## start Stored rows
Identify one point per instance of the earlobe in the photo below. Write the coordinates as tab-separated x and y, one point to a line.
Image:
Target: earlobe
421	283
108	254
## end Stored rows
-- Stated exercise --
Quote each line of the data above exactly as written.

-- Finished task --
Identify one point per instance of the earlobe in the photo below. Write the coordinates as tab-separated x and y, one point to a line.
Image:
Target: earlobe
421	283
108	254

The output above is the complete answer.